-- Start --

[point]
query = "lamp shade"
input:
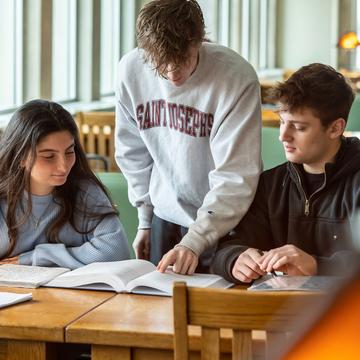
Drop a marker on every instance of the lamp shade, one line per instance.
(349, 41)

-- End --

[WHAT THIS TASK INVOLVES]
Repeat everything in the records precisely. Images are excluded from the copy.

[FULL RESPONSE]
[point]
query = "lamp shade"
input:
Drop a marker on every instance of the lamp shade, one line per instance.
(349, 41)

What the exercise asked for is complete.